--- SHORT EXERCISE ---
Print every row below word for word, and leave out the pictures.

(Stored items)
* START *

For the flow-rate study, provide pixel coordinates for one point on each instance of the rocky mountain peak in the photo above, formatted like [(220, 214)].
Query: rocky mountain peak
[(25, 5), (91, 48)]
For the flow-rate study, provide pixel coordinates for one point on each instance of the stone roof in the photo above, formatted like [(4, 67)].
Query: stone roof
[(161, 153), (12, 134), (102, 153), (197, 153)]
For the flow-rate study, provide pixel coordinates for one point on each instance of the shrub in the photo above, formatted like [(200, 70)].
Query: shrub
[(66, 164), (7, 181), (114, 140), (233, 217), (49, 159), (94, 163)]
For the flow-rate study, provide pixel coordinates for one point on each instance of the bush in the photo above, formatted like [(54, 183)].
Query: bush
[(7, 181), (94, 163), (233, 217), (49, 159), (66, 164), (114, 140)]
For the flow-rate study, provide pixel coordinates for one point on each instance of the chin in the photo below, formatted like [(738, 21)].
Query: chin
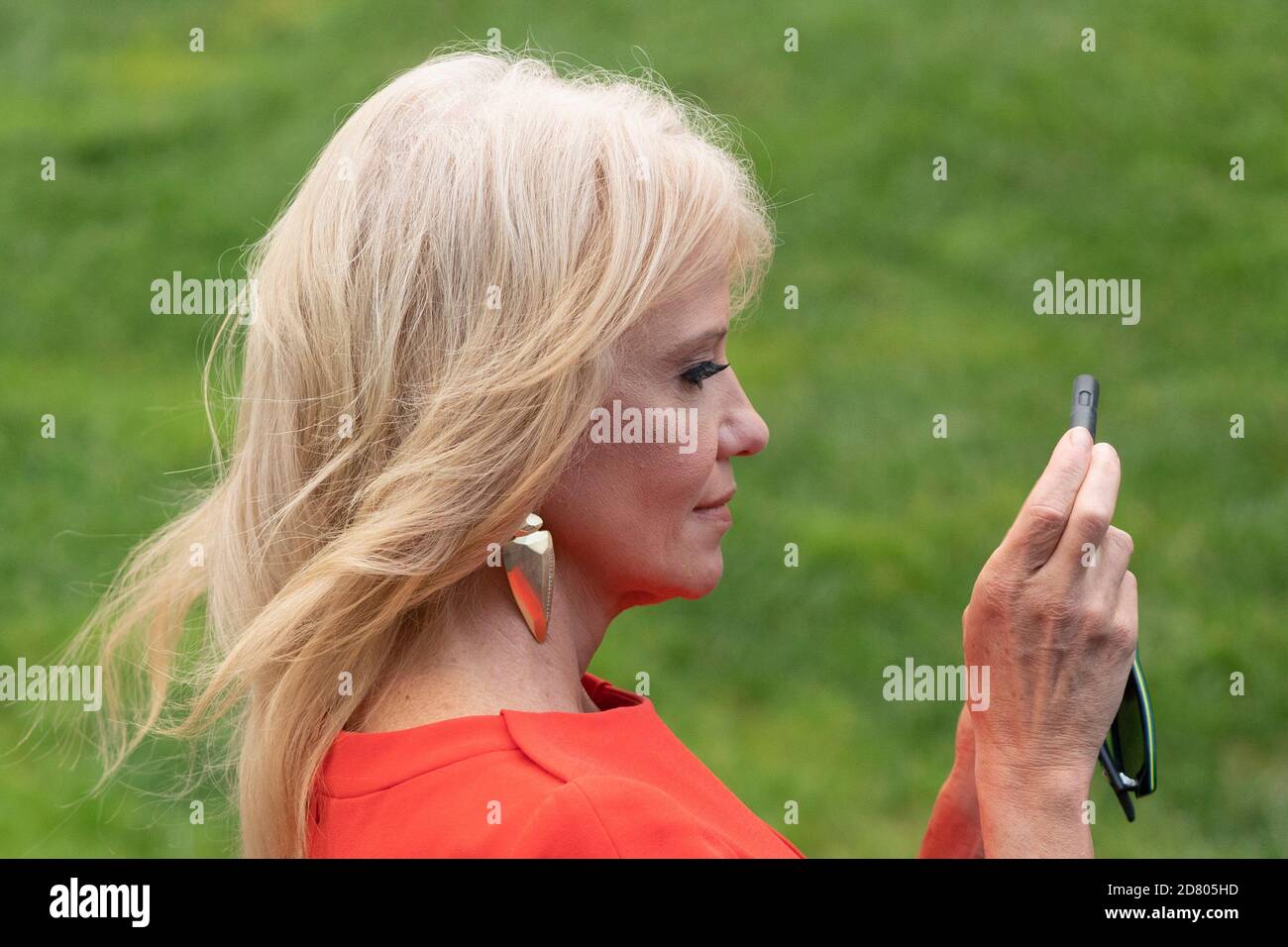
[(703, 577)]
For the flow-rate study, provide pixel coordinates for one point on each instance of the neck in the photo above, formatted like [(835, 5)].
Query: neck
[(483, 659)]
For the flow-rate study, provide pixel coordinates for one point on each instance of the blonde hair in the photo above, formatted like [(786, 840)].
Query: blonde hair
[(449, 279)]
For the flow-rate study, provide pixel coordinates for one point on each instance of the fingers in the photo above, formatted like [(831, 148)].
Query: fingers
[(1093, 512), (1126, 621), (1037, 530)]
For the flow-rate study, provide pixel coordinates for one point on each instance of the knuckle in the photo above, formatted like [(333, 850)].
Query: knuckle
[(992, 595), (1046, 519), (1091, 522), (1095, 616), (1125, 634), (1122, 539)]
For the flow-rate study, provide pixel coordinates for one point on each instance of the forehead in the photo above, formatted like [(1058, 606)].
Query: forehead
[(700, 311)]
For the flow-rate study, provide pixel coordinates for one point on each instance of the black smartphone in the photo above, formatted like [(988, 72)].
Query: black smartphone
[(1127, 754)]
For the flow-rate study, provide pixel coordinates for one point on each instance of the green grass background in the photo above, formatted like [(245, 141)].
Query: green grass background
[(915, 299)]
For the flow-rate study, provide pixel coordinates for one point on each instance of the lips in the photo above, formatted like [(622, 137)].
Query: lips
[(717, 501)]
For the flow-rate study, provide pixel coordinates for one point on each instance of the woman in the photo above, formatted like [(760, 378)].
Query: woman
[(488, 330)]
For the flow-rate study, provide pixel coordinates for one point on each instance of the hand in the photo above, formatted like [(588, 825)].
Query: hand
[(954, 830), (1052, 615)]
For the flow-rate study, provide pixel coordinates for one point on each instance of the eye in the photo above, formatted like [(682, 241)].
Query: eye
[(702, 369)]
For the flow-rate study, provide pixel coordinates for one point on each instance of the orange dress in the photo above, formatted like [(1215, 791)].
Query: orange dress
[(614, 784)]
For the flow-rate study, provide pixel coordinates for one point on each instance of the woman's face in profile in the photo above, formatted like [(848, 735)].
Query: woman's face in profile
[(640, 514)]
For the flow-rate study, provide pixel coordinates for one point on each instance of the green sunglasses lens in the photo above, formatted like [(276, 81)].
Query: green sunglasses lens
[(1129, 732)]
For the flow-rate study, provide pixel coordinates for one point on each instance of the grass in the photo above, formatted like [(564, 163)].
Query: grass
[(915, 300)]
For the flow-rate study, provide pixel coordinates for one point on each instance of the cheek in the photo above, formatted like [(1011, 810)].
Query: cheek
[(626, 508)]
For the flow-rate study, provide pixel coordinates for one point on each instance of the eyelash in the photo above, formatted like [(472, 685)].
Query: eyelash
[(700, 371)]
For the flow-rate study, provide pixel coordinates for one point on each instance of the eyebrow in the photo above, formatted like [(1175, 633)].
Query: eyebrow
[(698, 341)]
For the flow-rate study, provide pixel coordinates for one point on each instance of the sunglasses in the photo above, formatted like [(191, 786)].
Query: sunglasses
[(1127, 754)]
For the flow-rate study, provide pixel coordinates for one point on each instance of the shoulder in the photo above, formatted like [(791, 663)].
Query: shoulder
[(617, 817)]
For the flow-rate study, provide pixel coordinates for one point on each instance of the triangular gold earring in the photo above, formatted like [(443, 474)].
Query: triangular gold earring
[(529, 565)]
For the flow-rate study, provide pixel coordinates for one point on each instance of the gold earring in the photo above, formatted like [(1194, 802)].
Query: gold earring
[(529, 565)]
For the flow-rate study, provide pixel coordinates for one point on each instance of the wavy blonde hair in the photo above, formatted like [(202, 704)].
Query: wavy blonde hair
[(449, 281)]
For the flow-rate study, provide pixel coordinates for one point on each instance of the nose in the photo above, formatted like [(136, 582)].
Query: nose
[(742, 432)]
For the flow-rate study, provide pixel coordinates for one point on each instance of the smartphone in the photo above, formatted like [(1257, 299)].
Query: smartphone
[(1127, 755)]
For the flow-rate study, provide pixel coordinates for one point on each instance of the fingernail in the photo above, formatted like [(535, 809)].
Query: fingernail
[(1080, 437)]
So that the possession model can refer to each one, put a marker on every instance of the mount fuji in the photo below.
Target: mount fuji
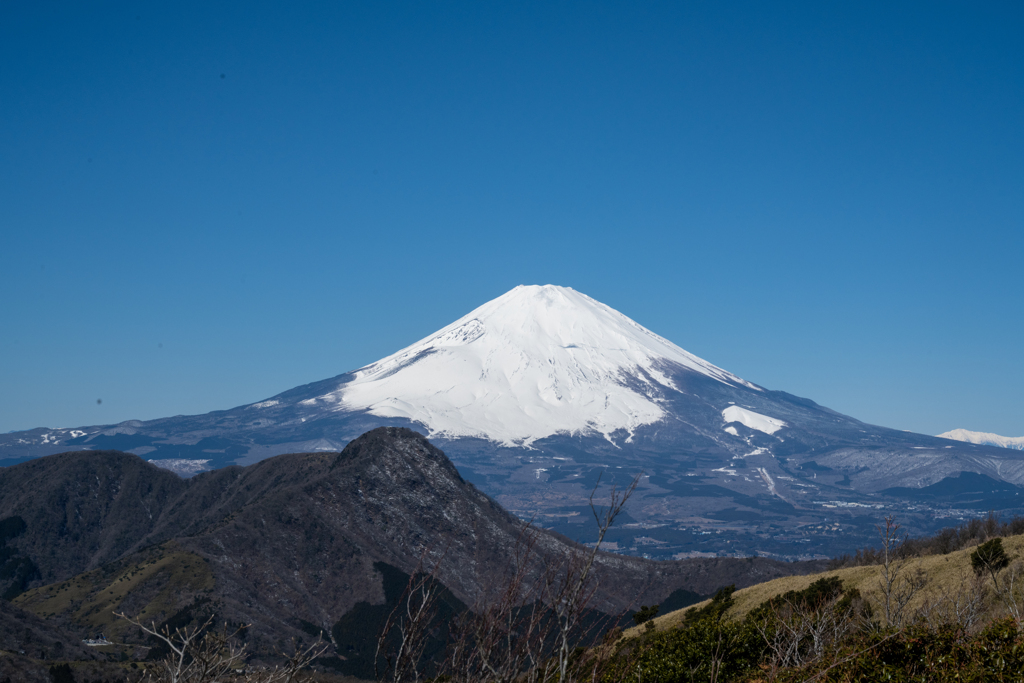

* END *

--- FINAL RESULT ---
For the flow-rate study, provide pixel coordinates for one point on each instance of the rocky mountain peak in the photo above, formatted like [(220, 214)].
Query: rocky mountain peak
[(25, 5), (91, 48)]
For the flow-rate study, provide pixel coordinates for one point on each instance of the stone roof in the photo above, formatted like [(4, 67)].
Query: stone roof
[(161, 153), (12, 134), (102, 153), (197, 153)]
For the flow-rate study, provide pixel coordinates for one point on each instance of the shrub in the photo above, formatted like [(200, 70)].
Query: shrub
[(66, 164), (7, 181), (114, 140), (233, 217), (49, 159), (94, 163)]
For the flow-rate study, provide pixel coordinates for one point on each instance of the bush in the photo above, formatted like [(54, 183)].
Query: bush
[(7, 181), (94, 163), (233, 217), (49, 159), (66, 164), (114, 140)]
For the flow-rate study, provide pixel coordinates for one point on each instance of the chin in the photo below, formatted like [(738, 21)].
Query: chin
[(703, 577)]
For the flow-rate study, provide pixel coordinates for one point on each instance of the neck in the photo above, formatted like [(835, 5)].
Query: neck
[(483, 659)]
For the flow-rate study, provide pixel coordinates for one point on each instance of the blonde hair in the photo above, formatted like [(786, 840)].
Query: blonde hair
[(449, 279)]
For the flow-rate study, provide pixel coordinates for one point on each instance of the fingers in the photo above, formatted like [(831, 148)].
Query: fingers
[(1093, 512), (1126, 621), (1037, 530)]
For the flow-rate study, provide pixel coordinates for one point on each instance of the knuckle in the photo above, formatted like [(333, 850)].
Query: knuckle
[(992, 595), (1046, 519), (1091, 522), (1095, 616), (1125, 634), (1122, 539)]
For the flow-rate study, provide pixel coordinates for one point on each instance of the forehead in the photo above, formatted like [(1058, 606)].
Query: forehead
[(700, 311)]
For the flow-rate study, provide pixel coordinates for one point on each instance of the black smartphone in the photo above, formatted like [(988, 72)].
Query: black smartphone
[(1127, 754)]
For the flow-rate study, provide pixel coordinates for one point on each instance of the green grass background in the photo above, formatted like [(245, 141)].
Query: green grass background
[(915, 299)]
For the flow-rate study, provide pixel coordinates for one point on each instance of the lips in the photo above, formatted like [(622, 137)].
Query: lips
[(717, 501)]
For the flow-rate study, provide pixel coordinates for one point on each instance of the woman in the photo above, formatted like [(760, 378)].
Query: woman
[(488, 330)]
For the flow-rate study, provide pixel coordinates for one point on each instance of the hand in the photo above, formatted like [(588, 825)].
Query: hand
[(954, 830), (1052, 615)]
For the flow-rate study, provide pixel coordinates for one point on each instance of the eye in the photo above, formatted like [(682, 241)].
Query: eye
[(702, 369)]
For the flow-rate study, provide pixel coordinates for one point on each instance of the orange dress in the photo above, formatted like [(1215, 791)].
Query: orange dress
[(614, 784)]
For the flow-rate study, provide pixel coordinates for one point on each instance of the woman's face in profile in the photo above, formatted like [(848, 735)].
Query: woman's face in profile
[(640, 514)]
For the flow-rate study, provide pixel coordinates for one point on each instance of the green sunglasses lens in the photo above, formatted like [(276, 81)].
Query: green sunglasses lens
[(1129, 732)]
For the flow-rate study, provide pixel coordinates for one point on each instance of the grass in the photo above, formatted like [(564, 163)].
Query: grass
[(915, 300)]
For the flow-rate study, provide pixel coordinates for one point on each instance of the cheek in the photo above, formatted like [(1011, 810)].
Query: cheek
[(626, 508)]
For the flow-rate study, provide pixel coordinates for one point on each instance of the eyelash in the photo above, formatted like [(472, 685)].
Query: eyelash
[(700, 371)]
For the flow-rate study, provide pixel coordinates for one point on each instance of the eyebrow in the photo above, formatted like [(1175, 633)].
Query: eyebrow
[(698, 341)]
For the flow-rate study, provide pixel coordinates for one point on each instance of the sunglasses in the photo above, formatted like [(191, 786)].
Query: sunglasses
[(1127, 754)]
For the flow-rate study, provide pixel coordinates for one point on each instance of the shoulder in the photo above, formatted like [(791, 663)].
Query: shoulder
[(617, 817)]
For the flow-rate study, provide pixel coordinates for one point on each instance of the triangular gold earring in the photo above, formatted like [(443, 474)].
Query: triangular gold earring
[(529, 565)]
For the flow-rate study, provide pixel coordinates for one point on each instance of the gold earring in the photo above, formatted like [(1194, 802)].
Query: gold earring
[(529, 565)]
For the flow-rate study, provide pixel coordinates for one point on each instance of the wavy blonde hair in the photo above, formatted like [(202, 704)].
Query: wavy blonde hair
[(449, 281)]
For the flow-rate study, provide pixel coordinates for one point on each instance of the nose in the photo above, formatted like [(136, 582)].
Query: nose
[(742, 432)]
For the flow-rate study, provide pixel coordinates for one point on each instance of the smartphone in the photo above, formatted like [(1257, 299)].
Query: smartphone
[(1127, 755)]
For the flow-rate study, provide pixel coordinates for one point on each instance of the fingernail in the photo above, formatted like [(535, 809)].
Query: fingernail
[(1080, 437)]
So that the possession model can refer to each one, put a marker on every instance of the mount fuji in the photo below.
Target: mount fuji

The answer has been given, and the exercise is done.